··· Texto selecionado ···
Sobre como eu talvez devesse escrever (notas em guardanapo)

[aviso de conteúdo: trechos se utilizando de retórica cissexista com objetivos descoloniais de gênero]

Eu talvez devesse escrever pesquisa acadêmica nas formas a que me havia acostumado nas ciências econômicas: números agregados, metodologias tidas como ‘objetivas’ e ‘racionais’ — assim como são, de forma geral, as pessoas sujeitas cujos comportamentos são modelados –, e conclusões sem sangue nos olhos.

Eu talvez devesse, mas nestes termos já não me parece mais possível; nestes termos, e dadas as realidades de pessoas trans* por tantos cantos deste cistema, não me é mais possível.

Meu sangue, a partir de minha subjetivação cultural enquanto pessoa trans* — ou até mesmo antes disso –, é o sangue derramado por cada pessoa cujos gêneros não sejam, das mais distintas formas, alinhados às normatividades cisgêneras dominantes. É por saber disso que eu quero examinar (afetivamente) meu sangue. Entender suas dores. Expurgar suas toxinas criticamente. Fazê-lo fluir gracioso, confiante, vivo. Meu sangue humanamente igual a qualquer sangue cis, e não mais sangue tido como descartável pelos becos e pistas e suicídios trans* mundo afora. Quero amar meu sangue e amar meu corpo culturalmente constituído como trans*.
··· Dados brutos ···
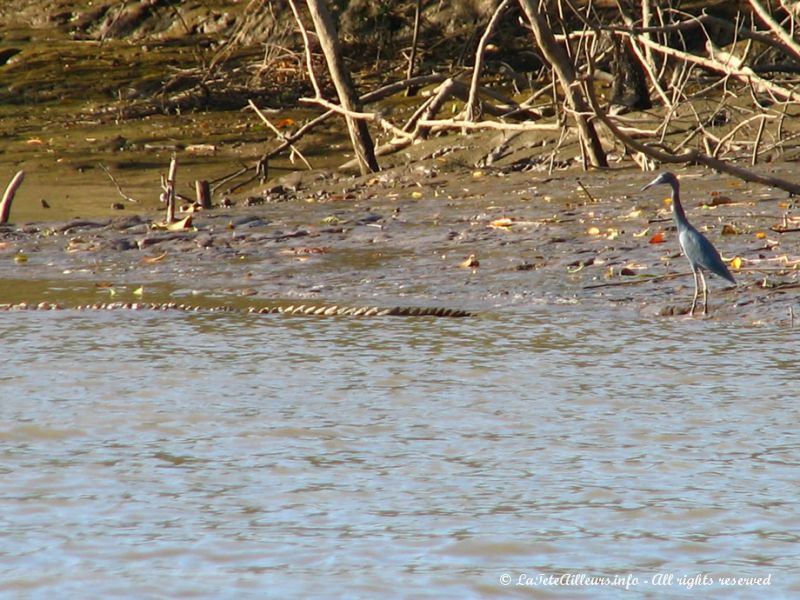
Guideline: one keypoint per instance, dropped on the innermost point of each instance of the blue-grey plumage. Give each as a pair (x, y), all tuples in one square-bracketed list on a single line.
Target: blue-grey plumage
[(698, 250)]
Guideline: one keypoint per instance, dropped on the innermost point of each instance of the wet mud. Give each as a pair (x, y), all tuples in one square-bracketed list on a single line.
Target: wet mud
[(480, 240)]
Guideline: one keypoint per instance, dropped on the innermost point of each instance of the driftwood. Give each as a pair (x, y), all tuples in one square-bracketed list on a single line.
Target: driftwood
[(563, 69), (203, 192), (688, 156), (359, 133), (168, 187), (472, 110), (8, 196)]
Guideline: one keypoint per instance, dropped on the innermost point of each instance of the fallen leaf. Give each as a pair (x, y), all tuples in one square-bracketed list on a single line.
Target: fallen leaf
[(730, 230), (718, 200), (471, 262), (149, 260), (181, 225), (502, 223)]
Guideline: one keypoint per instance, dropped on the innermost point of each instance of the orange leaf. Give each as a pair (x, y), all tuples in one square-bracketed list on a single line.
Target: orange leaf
[(149, 260), (502, 223)]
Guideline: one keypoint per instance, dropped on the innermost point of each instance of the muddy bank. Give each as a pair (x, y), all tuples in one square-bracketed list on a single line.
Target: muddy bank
[(488, 240)]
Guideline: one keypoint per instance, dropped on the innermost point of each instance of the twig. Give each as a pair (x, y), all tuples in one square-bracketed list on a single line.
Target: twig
[(757, 143), (169, 189), (376, 117), (587, 192), (455, 124), (278, 133), (8, 197), (779, 31), (307, 47), (413, 56), (688, 156), (743, 73), (638, 280), (116, 183), (470, 111)]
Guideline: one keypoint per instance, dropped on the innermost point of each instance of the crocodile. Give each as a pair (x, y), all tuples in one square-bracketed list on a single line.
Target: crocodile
[(326, 310)]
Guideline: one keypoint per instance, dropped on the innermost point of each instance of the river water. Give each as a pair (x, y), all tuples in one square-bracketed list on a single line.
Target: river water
[(235, 456)]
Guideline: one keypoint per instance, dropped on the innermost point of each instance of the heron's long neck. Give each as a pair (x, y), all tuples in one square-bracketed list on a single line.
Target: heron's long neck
[(677, 207)]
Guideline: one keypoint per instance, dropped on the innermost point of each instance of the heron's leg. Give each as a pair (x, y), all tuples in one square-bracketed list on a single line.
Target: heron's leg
[(696, 289), (705, 292)]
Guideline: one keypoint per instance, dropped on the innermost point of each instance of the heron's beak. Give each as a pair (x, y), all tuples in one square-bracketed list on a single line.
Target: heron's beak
[(652, 183)]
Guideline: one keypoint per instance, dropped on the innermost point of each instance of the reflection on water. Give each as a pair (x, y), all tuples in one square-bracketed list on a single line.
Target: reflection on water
[(244, 456)]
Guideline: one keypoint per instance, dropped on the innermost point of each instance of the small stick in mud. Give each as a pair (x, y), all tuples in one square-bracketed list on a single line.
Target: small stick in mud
[(169, 189), (8, 197), (587, 192), (203, 191), (279, 134), (116, 183)]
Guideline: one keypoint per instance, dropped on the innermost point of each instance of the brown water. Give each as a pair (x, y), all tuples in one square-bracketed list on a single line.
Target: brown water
[(208, 456)]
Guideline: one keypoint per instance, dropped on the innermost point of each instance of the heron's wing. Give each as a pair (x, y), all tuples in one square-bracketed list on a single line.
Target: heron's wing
[(701, 253)]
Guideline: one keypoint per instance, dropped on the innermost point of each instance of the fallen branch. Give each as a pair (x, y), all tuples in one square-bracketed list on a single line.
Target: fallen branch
[(779, 31), (119, 188), (456, 124), (8, 197), (689, 156), (168, 186), (744, 74), (360, 116), (471, 109), (278, 133)]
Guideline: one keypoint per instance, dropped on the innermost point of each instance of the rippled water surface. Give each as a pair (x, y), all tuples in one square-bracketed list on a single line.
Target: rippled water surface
[(234, 456)]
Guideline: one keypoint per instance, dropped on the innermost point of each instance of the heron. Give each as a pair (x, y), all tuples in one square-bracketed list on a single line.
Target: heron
[(698, 250)]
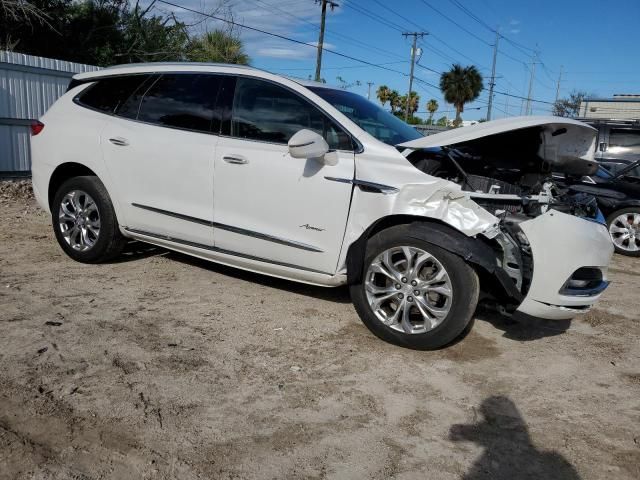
···
Tarefas do exercício =>
(a) Reescreva o trecho do texto selecionado entre "Eu talvez devesse escrever pesquisa" e "sangue nos olhos.", inclusive, substituindo "ciências econômicas" por "ciências contábeis".
(b) Segundo o texto selecionado, em que área se adquiriu o costume de fazer pesquisa acadêmica com números agregados e metodologias tidas como "objetivas"?

Respostas numeradas =>
(a)
Eu talvez devesse escrever pesquisa acadêmica nas formas a que me havia acostumado nas ciências contábeis: números agregados, metodologias tidas como ‘objetivas’ e ‘racionais’ — assim como são, de forma geral, as pessoas sujeitas cujos comportamentos são modelados –, e conclusões sem sangue nos olhos.

(b) Nas ciências econômicas.